RECORDED DATA below:

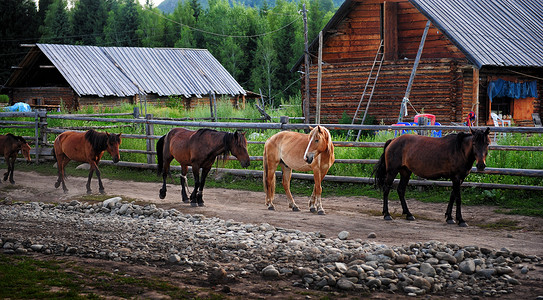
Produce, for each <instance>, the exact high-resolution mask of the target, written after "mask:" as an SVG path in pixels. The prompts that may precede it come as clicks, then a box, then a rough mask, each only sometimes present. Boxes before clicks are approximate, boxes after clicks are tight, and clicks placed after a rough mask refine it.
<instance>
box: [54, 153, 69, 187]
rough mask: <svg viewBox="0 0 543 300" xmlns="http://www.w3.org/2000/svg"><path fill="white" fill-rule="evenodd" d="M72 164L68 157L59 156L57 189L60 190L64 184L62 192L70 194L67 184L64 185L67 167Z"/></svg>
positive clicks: (57, 161)
mask: <svg viewBox="0 0 543 300" xmlns="http://www.w3.org/2000/svg"><path fill="white" fill-rule="evenodd" d="M69 162H70V159H69V158H68V157H67V156H60V157H59V156H57V169H58V180H57V183H55V188H58V187H59V186H60V184H61V183H62V190H63V191H64V193H67V192H68V189H67V188H66V184H65V183H64V178H65V175H64V173H65V168H66V165H67V164H68V163H69Z"/></svg>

End of RECORDED DATA.

# TASK
Copy out every entry above exactly. Leave the pictures out.

# OUTPUT OF THE TASK
Produce, for each <instance>, the exact high-resolution mask of the target, written after "mask:" as an SVG path in pixels. The prompts that may precede it come as clicks, then a box, then a rough mask, each only sometimes present. Boxes before clicks are approximate, boxes after clicks are tight, and clicks placed after a rough mask refine it.
<instance>
box: [54, 153, 69, 187]
rough mask: <svg viewBox="0 0 543 300" xmlns="http://www.w3.org/2000/svg"><path fill="white" fill-rule="evenodd" d="M72 164L68 157L59 156L57 189L60 190L64 184L62 192L70 194L67 184L64 185L67 167Z"/></svg>
positive clicks: (57, 161)
mask: <svg viewBox="0 0 543 300" xmlns="http://www.w3.org/2000/svg"><path fill="white" fill-rule="evenodd" d="M69 162H70V159H69V158H68V157H67V156H60V157H59V156H57V169H58V180H57V183H55V188H58V187H59V186H60V184H61V183H62V190H63V191H64V193H67V192H68V189H67V188H66V184H65V183H64V178H65V175H64V173H65V168H66V165H67V164H68V163H69Z"/></svg>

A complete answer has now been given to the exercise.